◆ Task brief ◆
Transcribe every entry below verbatim, line for line, with no changes.

***** The input

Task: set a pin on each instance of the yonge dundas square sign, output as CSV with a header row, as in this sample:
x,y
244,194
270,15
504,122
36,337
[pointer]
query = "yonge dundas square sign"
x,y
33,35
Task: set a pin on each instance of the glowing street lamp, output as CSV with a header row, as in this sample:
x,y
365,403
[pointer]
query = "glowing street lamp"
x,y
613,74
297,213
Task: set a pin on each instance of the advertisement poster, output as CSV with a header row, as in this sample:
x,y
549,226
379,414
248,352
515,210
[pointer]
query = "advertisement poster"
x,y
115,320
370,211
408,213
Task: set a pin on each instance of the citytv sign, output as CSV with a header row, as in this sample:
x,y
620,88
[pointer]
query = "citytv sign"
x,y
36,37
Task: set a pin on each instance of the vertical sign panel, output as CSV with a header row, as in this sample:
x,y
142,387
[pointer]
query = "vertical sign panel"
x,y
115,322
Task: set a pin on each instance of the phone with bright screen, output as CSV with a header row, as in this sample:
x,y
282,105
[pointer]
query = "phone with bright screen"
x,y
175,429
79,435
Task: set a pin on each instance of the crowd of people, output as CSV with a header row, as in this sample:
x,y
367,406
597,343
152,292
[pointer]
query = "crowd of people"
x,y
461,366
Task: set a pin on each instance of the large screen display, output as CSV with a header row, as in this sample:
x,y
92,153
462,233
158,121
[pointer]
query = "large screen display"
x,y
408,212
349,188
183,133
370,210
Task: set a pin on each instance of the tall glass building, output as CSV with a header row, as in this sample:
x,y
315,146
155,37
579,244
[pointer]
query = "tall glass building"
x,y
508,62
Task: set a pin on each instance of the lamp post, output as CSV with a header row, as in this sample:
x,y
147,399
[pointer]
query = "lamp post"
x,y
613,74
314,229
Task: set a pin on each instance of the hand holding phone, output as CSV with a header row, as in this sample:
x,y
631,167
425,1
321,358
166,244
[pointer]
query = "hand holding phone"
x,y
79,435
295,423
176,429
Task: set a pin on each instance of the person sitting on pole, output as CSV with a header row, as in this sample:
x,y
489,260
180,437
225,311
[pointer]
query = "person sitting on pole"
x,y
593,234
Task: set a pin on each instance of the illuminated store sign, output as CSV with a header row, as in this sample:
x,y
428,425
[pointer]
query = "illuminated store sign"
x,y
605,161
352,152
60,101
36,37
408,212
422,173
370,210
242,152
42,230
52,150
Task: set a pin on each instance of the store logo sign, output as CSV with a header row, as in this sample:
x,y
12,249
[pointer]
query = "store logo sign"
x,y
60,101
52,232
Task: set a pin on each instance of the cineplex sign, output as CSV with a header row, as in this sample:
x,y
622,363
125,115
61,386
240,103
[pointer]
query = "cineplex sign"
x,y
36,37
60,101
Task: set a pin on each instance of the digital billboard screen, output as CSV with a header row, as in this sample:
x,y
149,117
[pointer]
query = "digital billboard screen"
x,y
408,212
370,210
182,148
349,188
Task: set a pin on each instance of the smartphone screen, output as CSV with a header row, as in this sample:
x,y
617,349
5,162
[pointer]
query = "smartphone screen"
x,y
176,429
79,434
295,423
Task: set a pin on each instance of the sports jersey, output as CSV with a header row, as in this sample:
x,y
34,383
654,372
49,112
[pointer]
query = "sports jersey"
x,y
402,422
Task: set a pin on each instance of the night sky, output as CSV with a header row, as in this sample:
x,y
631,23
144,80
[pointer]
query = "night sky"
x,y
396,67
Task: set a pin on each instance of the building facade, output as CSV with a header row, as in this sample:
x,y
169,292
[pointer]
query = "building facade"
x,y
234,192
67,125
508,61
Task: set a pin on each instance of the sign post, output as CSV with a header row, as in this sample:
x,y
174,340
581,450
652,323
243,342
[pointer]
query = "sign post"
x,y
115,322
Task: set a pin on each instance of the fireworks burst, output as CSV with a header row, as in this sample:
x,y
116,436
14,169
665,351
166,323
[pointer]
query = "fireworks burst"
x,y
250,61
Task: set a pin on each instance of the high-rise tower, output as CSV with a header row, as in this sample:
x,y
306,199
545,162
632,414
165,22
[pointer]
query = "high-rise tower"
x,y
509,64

**********

◆ Completed exercise ◆
Task: set a pin on each instance of the yonge dundas square sign, output as CSV with a header row, as in this sample:
x,y
244,194
270,15
504,122
36,337
[pointer]
query = "yonge dundas square sign"
x,y
33,35
Task: set a pin on each instance of the glowing street lamp, output as CSV with a header row, as in this sample:
x,y
365,403
[pointer]
query = "glowing street lamp"
x,y
613,74
297,213
Task: set a pin on each instance of the advertisement poster, output as CSV with a header row, as in this sample:
x,y
549,226
379,414
248,352
515,210
[pointer]
query = "advertisement poster"
x,y
115,320
370,211
408,213
Task: set a pin on each instance of the citytv sign, output as CSV with a header row, as in this sample:
x,y
620,88
[pointer]
query = "citytv sign"
x,y
36,37
Task: set a pin on each instance of the vertical sign panel, output as CSV with a header row, as in this sample:
x,y
142,387
[pointer]
query = "vertical sign panel"
x,y
115,322
Task: set a pin on each instance of the phone with bright screen, output as CSV with a header row, as in this sample:
x,y
282,105
[pointer]
query = "phone with bright screen"
x,y
175,429
79,435
Task: set a pin on each instance of the crowd of people, output as CSV with a header row, as in this sample:
x,y
367,406
597,343
152,292
[pointer]
query = "crowd of people"
x,y
461,366
Task: set a pin on each instance of the large screen display, output as CSV with a header row, as in this sample:
x,y
92,153
462,233
158,121
[pointer]
query = "large screen display"
x,y
408,212
349,188
183,133
370,210
Task: set a pin on each instance of the tall glass building, output as CSV with a header row, as in this sample:
x,y
315,146
155,37
579,244
[pointer]
query = "tall glass building"
x,y
508,62
Task: set a pin on each instance of the lamp post, output as CSV with a header row, as in this sample:
x,y
147,399
[pointer]
query = "lamp post"
x,y
613,74
314,229
Task: set a pin on each instance of the hand holding phone, output as CSV with a header row, as in this sample:
x,y
631,167
425,1
321,358
166,244
[pointer]
query = "hand holding phone"
x,y
79,435
295,423
176,429
Task: set a pin on each instance of the person sitting on pole, output as CSV with a header row, as in this sample:
x,y
489,260
180,437
225,311
[pointer]
query = "person sitting on pole"
x,y
593,234
Task: set a pin on each instance of the illuminated store sign, output as CSV with a header row, as in this sample:
x,y
428,425
[pointer]
query = "illuminated store sign"
x,y
605,161
352,152
60,101
36,37
408,212
422,173
370,210
242,152
42,230
52,150
Task: set a pin on each instance of the store logo sign, output as CSV with a header row, as in this sample:
x,y
12,249
[pointer]
query = "store logo sign"
x,y
60,101
52,232
Task: set a pin on each instance of the cineplex sign, output as CSV with a header row, as in this sample:
x,y
622,363
125,115
61,386
240,103
[pointer]
query = "cineplex sign"
x,y
36,37
60,101
Task: set a pin on each instance of the digital billboard screen, output as CSV with a header row, as in this sample:
x,y
149,117
[pointer]
query = "digital billboard screen"
x,y
408,212
370,210
182,148
349,188
Task: set a pin on each instance of the smartphone screen, output as CSV with a header row, as in this sample:
x,y
617,349
5,162
[pointer]
query = "smartphone screen"
x,y
176,429
79,434
295,423
Task: set a pin on each instance of the sports jersey, output as CSV with a header row, as in this sample:
x,y
34,383
654,372
49,112
[pointer]
query = "sports jersey"
x,y
402,422
Task: set a pin on each instance of the night sky, output as CSV with a header row, as in this sample:
x,y
631,23
144,80
[pointer]
query = "night sky"
x,y
396,67
Task: set a pin on each instance of the building facade, output as CSV with a header row, as in this sample:
x,y
169,292
[pointer]
query = "building facade"
x,y
234,192
67,125
508,61
Task: set a pin on each instance of the sign post, output as CSV with a header row, as in this sample:
x,y
174,340
581,450
652,323
243,342
[pointer]
query = "sign post"
x,y
115,322
Task: set a pin on each instance of the fireworks burst, output as CSV with a header row, as in this sample:
x,y
116,436
14,169
665,351
166,323
[pointer]
query = "fireworks burst"
x,y
250,61
Task: set a pin on each instance of the high-rise tower, output as CSV with a header row, as in this sample:
x,y
306,199
545,162
632,414
165,22
[pointer]
query = "high-rise tower"
x,y
509,64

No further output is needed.